Required work: Rewrite every row below, replacing "single dot" with "single point" and leaving everything else unchanged.
** Begin Record list **
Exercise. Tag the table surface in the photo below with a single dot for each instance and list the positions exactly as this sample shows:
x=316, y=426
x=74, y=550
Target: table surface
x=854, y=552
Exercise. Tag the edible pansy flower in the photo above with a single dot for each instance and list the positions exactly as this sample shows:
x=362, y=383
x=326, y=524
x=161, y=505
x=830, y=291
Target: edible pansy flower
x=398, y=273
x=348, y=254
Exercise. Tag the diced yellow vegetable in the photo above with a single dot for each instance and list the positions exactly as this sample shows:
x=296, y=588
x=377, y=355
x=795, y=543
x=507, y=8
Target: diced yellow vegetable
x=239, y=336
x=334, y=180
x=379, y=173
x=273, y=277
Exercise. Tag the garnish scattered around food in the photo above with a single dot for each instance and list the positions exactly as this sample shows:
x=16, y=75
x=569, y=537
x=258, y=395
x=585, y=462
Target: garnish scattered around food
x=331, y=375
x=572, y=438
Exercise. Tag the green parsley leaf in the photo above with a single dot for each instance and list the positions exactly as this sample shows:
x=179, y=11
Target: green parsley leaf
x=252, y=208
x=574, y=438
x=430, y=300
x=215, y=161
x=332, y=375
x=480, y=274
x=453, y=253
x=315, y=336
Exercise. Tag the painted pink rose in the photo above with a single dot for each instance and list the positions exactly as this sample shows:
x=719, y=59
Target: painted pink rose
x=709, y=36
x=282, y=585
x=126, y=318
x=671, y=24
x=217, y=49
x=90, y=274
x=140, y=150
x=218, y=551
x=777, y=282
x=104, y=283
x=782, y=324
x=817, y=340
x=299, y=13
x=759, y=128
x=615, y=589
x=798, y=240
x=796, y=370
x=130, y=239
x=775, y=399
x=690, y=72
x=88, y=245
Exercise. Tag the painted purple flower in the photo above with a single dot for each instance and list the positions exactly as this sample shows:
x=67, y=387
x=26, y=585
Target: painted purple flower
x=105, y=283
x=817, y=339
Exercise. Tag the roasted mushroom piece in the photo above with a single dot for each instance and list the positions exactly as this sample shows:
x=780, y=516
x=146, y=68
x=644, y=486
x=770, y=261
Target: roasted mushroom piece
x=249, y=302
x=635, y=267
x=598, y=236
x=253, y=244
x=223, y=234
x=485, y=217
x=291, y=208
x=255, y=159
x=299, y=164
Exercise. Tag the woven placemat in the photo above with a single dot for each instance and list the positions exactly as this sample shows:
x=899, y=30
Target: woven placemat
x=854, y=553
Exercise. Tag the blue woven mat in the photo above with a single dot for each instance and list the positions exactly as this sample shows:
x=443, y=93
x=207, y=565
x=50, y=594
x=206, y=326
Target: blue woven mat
** End Record list **
Solution to the exercise:
Exercise. Tag the table surface in the photo below with a single point for each instance and list the positions exactly as this sample shows:
x=316, y=426
x=74, y=550
Target: table surface
x=854, y=552
Exercise. Tag the edible pansy flower in the photo above with a single point for each instance and list the positions exactly as this sample shows:
x=362, y=383
x=326, y=524
x=161, y=505
x=830, y=291
Target: edible pansy flower
x=398, y=273
x=348, y=254
Exercise. Tag the diced yellow vegetable in the photo above with a single point for each instance and list the positions exactly as this sample shows:
x=296, y=588
x=377, y=355
x=795, y=543
x=507, y=8
Target: diced yellow vegetable
x=239, y=336
x=334, y=180
x=379, y=173
x=273, y=277
Exercise. Tag the garnish scattered around food in the photo above with a single point for each instance and list the positions exactly as this sample shows:
x=16, y=75
x=569, y=537
x=258, y=395
x=585, y=462
Target: garnish scattered around food
x=331, y=375
x=572, y=438
Exercise. Tag the green parsley leaf in the photo above with a single point for each instance and list the positions exactly as this sample shows:
x=179, y=11
Target: green parsley leaf
x=252, y=208
x=574, y=438
x=430, y=300
x=215, y=161
x=332, y=375
x=480, y=274
x=453, y=253
x=315, y=336
Exercise. Tag the painted pink rose in the photo above with a single point for each instance and list the positions exactly as this sample shows:
x=719, y=59
Target: painted pink rose
x=709, y=36
x=282, y=585
x=126, y=318
x=671, y=24
x=217, y=49
x=90, y=274
x=140, y=150
x=218, y=551
x=777, y=282
x=104, y=283
x=782, y=324
x=817, y=340
x=299, y=13
x=759, y=128
x=615, y=589
x=798, y=240
x=796, y=370
x=130, y=239
x=775, y=399
x=690, y=72
x=88, y=245
Exercise. Tag the painted purple flower in the photo above with a single point for each instance and list the positions exactly as this sample shows:
x=67, y=387
x=26, y=585
Target: painted purple flower
x=105, y=283
x=817, y=339
Exercise. Tag the roasted mushroom piece in the photo above with a single point for each instance and list the positions exactly as this sample shows:
x=780, y=516
x=146, y=68
x=644, y=486
x=770, y=261
Target: roasted mushroom piece
x=249, y=302
x=635, y=267
x=598, y=236
x=253, y=244
x=223, y=234
x=485, y=217
x=291, y=208
x=255, y=159
x=299, y=164
Exercise. Tag the woven placemat in the photo above with a single point for each instance and list the positions exactly as this sample shows:
x=899, y=30
Target: woven placemat
x=854, y=553
Exercise. Tag the blue woven mat in the photo above with a single point for each instance and list the positions exactly as this sample shows:
x=443, y=93
x=207, y=565
x=50, y=594
x=206, y=326
Target: blue woven mat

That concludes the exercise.